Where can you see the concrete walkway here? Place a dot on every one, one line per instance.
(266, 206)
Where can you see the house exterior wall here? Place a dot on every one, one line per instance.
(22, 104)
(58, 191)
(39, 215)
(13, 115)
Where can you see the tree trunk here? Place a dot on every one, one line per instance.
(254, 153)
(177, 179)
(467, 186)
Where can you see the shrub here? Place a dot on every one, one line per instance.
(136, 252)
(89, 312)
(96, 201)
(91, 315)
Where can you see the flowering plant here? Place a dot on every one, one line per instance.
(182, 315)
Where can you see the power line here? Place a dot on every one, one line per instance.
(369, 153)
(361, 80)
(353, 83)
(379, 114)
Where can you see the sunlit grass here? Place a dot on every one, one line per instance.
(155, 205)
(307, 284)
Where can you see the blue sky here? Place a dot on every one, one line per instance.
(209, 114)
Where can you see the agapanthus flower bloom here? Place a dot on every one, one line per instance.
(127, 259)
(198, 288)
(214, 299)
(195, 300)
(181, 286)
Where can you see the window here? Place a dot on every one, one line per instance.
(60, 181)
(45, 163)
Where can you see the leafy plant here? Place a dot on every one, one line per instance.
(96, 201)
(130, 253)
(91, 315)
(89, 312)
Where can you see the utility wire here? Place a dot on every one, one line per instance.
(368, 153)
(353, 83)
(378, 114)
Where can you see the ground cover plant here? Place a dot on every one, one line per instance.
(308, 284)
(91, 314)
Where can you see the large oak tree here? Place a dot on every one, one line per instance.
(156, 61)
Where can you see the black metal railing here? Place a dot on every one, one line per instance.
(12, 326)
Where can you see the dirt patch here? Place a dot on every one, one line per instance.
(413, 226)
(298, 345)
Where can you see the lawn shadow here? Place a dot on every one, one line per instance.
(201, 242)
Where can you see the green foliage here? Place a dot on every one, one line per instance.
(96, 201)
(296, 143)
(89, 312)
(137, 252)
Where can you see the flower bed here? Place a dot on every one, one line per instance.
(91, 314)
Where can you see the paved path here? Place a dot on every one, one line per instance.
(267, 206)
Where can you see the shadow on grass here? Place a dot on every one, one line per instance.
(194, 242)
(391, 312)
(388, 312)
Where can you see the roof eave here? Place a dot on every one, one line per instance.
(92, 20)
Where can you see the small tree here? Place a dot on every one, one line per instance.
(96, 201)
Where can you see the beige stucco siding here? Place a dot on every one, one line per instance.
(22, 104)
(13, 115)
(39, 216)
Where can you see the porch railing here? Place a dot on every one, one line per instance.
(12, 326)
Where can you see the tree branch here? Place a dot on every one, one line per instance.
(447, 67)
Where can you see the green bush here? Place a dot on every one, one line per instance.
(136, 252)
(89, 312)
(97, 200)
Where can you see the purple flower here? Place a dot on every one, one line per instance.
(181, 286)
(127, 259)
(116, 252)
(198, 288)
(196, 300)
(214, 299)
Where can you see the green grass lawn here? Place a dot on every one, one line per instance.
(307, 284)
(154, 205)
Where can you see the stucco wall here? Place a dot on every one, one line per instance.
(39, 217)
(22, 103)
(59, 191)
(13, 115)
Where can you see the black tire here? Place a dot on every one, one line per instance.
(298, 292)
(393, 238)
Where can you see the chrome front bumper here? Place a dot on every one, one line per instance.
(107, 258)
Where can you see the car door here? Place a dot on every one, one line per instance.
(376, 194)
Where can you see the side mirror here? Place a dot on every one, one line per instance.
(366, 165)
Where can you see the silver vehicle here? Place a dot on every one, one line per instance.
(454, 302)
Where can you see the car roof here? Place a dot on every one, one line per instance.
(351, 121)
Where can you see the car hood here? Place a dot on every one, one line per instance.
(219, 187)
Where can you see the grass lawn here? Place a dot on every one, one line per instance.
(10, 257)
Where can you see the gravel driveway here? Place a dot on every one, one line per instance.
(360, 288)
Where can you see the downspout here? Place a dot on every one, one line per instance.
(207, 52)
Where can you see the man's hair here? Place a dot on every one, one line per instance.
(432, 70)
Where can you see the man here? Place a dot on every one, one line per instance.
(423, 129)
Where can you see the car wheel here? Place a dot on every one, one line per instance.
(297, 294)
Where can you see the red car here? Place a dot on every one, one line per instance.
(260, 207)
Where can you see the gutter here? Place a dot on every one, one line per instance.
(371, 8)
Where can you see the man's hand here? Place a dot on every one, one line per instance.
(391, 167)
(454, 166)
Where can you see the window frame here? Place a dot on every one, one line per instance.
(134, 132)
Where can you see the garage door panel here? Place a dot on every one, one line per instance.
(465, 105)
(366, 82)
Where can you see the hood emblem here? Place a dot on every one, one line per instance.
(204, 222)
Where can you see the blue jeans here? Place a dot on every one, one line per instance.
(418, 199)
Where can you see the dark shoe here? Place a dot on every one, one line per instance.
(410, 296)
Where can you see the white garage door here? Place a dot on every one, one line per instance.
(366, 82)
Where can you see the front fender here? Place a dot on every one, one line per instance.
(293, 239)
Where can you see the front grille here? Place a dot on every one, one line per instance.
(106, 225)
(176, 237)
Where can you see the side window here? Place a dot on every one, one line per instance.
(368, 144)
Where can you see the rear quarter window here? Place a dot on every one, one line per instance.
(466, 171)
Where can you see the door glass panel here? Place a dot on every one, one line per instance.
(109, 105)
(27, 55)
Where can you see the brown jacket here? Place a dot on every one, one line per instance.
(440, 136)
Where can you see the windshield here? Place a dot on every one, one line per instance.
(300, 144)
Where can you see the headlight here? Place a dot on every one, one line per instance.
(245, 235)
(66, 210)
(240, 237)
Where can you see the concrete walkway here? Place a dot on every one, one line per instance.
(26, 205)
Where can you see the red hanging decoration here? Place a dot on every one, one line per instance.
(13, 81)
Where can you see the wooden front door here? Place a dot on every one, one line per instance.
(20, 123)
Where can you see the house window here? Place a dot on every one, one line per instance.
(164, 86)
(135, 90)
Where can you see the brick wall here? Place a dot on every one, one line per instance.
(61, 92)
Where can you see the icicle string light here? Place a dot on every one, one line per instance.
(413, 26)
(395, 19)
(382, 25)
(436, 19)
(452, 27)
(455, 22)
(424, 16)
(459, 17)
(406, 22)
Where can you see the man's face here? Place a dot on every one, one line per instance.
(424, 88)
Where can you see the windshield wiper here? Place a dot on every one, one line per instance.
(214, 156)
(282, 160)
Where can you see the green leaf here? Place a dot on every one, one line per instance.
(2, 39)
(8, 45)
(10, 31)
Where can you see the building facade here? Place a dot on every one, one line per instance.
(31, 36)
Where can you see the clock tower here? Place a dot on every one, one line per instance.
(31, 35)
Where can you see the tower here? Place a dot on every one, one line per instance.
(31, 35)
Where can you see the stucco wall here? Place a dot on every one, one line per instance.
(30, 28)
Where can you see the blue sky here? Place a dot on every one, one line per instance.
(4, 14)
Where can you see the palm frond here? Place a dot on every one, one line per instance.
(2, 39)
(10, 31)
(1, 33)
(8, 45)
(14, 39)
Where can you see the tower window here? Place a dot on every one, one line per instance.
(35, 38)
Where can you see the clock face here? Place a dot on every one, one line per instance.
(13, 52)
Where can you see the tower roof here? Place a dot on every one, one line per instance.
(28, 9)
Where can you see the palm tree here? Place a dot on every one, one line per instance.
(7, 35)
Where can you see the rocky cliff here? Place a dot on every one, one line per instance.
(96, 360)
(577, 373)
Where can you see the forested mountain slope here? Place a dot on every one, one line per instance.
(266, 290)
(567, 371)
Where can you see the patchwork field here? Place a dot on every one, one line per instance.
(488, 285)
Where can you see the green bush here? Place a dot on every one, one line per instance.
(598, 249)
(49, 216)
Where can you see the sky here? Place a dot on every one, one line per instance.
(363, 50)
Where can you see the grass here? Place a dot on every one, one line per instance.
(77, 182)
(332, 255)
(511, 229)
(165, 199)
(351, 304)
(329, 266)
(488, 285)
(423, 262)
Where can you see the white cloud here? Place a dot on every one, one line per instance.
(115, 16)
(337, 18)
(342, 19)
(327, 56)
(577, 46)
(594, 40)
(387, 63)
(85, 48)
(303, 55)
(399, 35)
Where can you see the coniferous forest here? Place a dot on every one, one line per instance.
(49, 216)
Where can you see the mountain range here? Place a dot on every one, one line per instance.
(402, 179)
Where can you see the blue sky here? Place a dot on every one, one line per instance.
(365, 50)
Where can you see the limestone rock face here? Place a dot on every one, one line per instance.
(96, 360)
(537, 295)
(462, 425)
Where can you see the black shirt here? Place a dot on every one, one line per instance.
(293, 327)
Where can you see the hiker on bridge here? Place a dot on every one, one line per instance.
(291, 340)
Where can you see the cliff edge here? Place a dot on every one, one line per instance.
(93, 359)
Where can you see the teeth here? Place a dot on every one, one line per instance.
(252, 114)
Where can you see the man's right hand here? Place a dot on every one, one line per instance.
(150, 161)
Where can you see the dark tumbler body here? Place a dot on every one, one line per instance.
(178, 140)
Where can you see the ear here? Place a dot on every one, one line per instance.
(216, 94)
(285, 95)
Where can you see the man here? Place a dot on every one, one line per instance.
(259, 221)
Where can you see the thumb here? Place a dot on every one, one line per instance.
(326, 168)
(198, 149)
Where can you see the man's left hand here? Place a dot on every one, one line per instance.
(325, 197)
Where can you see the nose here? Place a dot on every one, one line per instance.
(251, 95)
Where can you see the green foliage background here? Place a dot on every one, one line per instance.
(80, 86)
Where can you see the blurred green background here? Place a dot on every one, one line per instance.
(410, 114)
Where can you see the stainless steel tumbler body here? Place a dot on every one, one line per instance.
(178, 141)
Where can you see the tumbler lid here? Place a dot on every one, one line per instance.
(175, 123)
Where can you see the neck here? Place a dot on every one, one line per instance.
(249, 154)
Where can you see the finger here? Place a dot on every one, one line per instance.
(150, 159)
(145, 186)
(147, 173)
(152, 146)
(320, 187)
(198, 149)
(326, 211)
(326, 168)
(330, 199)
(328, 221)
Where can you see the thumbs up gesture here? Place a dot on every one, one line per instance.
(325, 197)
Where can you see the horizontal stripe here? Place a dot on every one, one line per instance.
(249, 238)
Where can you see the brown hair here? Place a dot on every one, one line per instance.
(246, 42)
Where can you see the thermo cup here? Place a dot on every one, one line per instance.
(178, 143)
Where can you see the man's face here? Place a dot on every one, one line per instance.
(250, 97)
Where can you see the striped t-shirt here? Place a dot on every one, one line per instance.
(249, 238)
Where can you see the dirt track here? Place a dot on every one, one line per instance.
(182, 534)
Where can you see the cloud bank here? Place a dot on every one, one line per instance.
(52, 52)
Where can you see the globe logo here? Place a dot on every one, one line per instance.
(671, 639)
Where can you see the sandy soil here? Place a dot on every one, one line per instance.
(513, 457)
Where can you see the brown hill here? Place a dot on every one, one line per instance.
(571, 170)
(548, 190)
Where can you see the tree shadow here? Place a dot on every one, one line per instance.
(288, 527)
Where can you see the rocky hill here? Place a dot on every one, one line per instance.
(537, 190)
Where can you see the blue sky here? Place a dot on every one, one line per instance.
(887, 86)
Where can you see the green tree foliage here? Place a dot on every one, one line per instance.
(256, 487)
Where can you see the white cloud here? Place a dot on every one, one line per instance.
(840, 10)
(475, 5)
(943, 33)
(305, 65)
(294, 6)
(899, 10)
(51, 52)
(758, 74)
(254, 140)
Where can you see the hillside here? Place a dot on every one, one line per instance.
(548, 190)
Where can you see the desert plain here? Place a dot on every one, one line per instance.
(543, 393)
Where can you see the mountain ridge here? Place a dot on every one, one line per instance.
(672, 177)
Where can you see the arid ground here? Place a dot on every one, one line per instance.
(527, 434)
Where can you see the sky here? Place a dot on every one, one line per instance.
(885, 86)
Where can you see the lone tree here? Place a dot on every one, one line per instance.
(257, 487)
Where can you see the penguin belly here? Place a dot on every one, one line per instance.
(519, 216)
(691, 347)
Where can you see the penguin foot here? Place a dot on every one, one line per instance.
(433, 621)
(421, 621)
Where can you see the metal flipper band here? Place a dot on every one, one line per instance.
= = = = = = =
▸ Exercise task
Return precisely the lines of the records, starting with the line that holds "Where can you see the hillside" and ending with the last one.

▸ In response
Where can you see the hillside here? Place a dot on every one, one line per instance.
(548, 190)
Where can you see the desert plain here? Place a dot on every one, one line per instance.
(543, 393)
Where can you see the mountain ridge here? Place a dot on every one, one line per instance.
(672, 177)
Where can you see the arid ground here? Place a dot on every one, one line per instance.
(527, 434)
Where can you see the sky here? Place a dot on every one, one line per instance.
(885, 86)
Where can you see the lone tree here? Place a dot on every one, one line per instance.
(257, 487)
Where can you see the penguin belly here? Place a dot on every one, one line per instance.
(519, 216)
(691, 347)
Where can you see the penguin foot here? Place a dot on every one, one line per instance.
(433, 621)
(421, 621)
Where can you see the metal flipper band here? Place a dot on every one, one line per instance.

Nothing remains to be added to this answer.